• **Questions**
(1) Using the article on coffee leaf rust, explain why eradication and quarantine measures failed to stop the disease after it was reported in Brazil.
(2) Write a continuation of the article on coffee leaf rust, starting immediately after its final sentence.

• **Text for analysis**
=====
SEATTLE, Washington — Coffee trade is the second-largest commodity market in the world, with production occurring largely in the area known as the ‘coffee belt’. Most of the countries located within the coffee belt are also developing countries, most of which have felt the pain of an epidemic known as la roya, or coffee leaf rust. From Sri Lanka to Colombia, the spread of coffee leaf rust has disrupted economies and endangered livelihoods.
Coffee leaf rust is a plant disease caused by hemileia vastatrix, a parasitic fungus which attacks the leaves of coffee trees, covering them in orange, yellow and red spots. The fungus drains the plant’s intake of nutrients until the tree’s leaves turn black and fall off and it dies. Because the plant needs four years to yield beans, coffee leaf rust is devastating to producers.
Coffee leaf rust flourishes in wet climates, particularly those with more than one rainy season or a temperature range of 59 to 82 degrees Fahrenheit. This is due to the way the fungus develops and germinates. The entire reproductive process takes around two weeks from initial infection to the production of new spores from the rust lesions, and the process is continuous during favorable weather. Due to rising global temperatures, this is projected to become an increasing problem for the coffee economy.
English explorers first reported the fungus in East Africa in 1861. One of the earliest victims of the fungus was the coffee economy of the island of Ceylon or Sri Lanka. By the 1970s (the exact year is disputed) the fungus spread to Brazil. Once it was reported, eradication and quarantine measures failed due to the ease with which the spores dispersed through the wind, leading to the proliferation of the disease throughout the Western Hemisphere.
A 2010 outbreak of coffee rust in Guatemala spread through 11 countries in Central and South America. More than 230,000 jobs were lost in El Salvador, Guatemala, Costa Rica, Nicaragua and Honduras, and regional production dropped 17.1 percent for the 2012-13 season. As of November 2016, Colombia, one of the biggest coffee producers, has since rebounded from the epidemic which cut its production in half.
The collapse of coffee farms in these areas has led to increased emigration and economic disruption. Large farms are often able to overcome an outbreak using various tactics to mitigate the damage while also keeping their prices competitive. Small farms, on the other hand, are often less able to recover without increasing their prices, which decreases their ability to compete. This multiplies the economic danger to small coffee farms.
=====
• **Record set**
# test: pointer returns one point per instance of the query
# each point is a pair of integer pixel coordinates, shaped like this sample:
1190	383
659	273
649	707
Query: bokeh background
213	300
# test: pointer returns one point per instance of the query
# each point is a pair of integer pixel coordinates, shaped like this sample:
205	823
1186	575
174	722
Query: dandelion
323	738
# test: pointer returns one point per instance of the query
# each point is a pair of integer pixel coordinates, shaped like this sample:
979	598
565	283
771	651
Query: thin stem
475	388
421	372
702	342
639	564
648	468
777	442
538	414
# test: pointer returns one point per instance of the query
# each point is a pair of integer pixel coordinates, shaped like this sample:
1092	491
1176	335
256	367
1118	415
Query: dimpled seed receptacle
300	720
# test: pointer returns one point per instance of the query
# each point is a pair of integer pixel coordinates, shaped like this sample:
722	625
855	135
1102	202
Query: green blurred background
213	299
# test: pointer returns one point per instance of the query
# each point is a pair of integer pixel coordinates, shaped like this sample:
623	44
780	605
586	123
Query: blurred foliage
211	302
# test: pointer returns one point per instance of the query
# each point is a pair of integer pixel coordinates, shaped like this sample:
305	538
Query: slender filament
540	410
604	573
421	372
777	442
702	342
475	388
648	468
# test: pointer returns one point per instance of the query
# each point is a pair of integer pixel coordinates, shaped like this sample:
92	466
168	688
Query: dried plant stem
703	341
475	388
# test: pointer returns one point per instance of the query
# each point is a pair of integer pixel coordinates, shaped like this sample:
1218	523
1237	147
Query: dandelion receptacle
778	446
=====
• **Task-by-task outputs**
(1) Eradication and quarantine measures failed because the fungus's spores spread easily on the wind. As a result, the disease spread throughout the Western Hemisphere.

(2)
Due to the impact of coffee leaf rust on the global economy, successful mitigation and prevention strategies are of vital importance to growers. Though some resistant strains of the coffee Robusta variety of coffee plant have been developed, the application of fungicide, such as BioNovelus’ non-toxic, biodegradable CR-10, is a common method used primarily on Arabica and sun-grown plants.
The use of fungicides cuts into revenues, however, which puts pressure on small farmers. It has even been noted that fungicides “can actually perpetuate the conditions that make coffee plants more susceptible to disease”, according to B Corporation Sustainable Harvest. As an alternative to fungicides, HunterLab offers that the use of spectral analysis instrumentation will allow farmers to spot infected plants by detecting their spectral signature, which is a numeric value keyed to the infected plant’s DNA.
Another method is using lower-yield shade-grown plants, which slow the fungus’ spread due to the presence of canopy-level trees and better plant nutrition. This is because sun-grown plants have a higher yield and require more nutrients, which leaves them more vulnerable to infection. This is comparable to humans getting more rest to stay healthy or combat a sickness.
Other coffee leaf rust solutions are more drastic, beyond that of which most farmers are capable. The most surefire method of ridding a farm of the disease is to destroy all coffee plants, wait multiple harvest seasons and plant anew. Another option is to move to higher altitudes. Without the luxury of this kind of flexibility, tens of thousands of farmers will be looking to central government efforts and enterprise to combat this epidemic before their livelihoods are destroyed.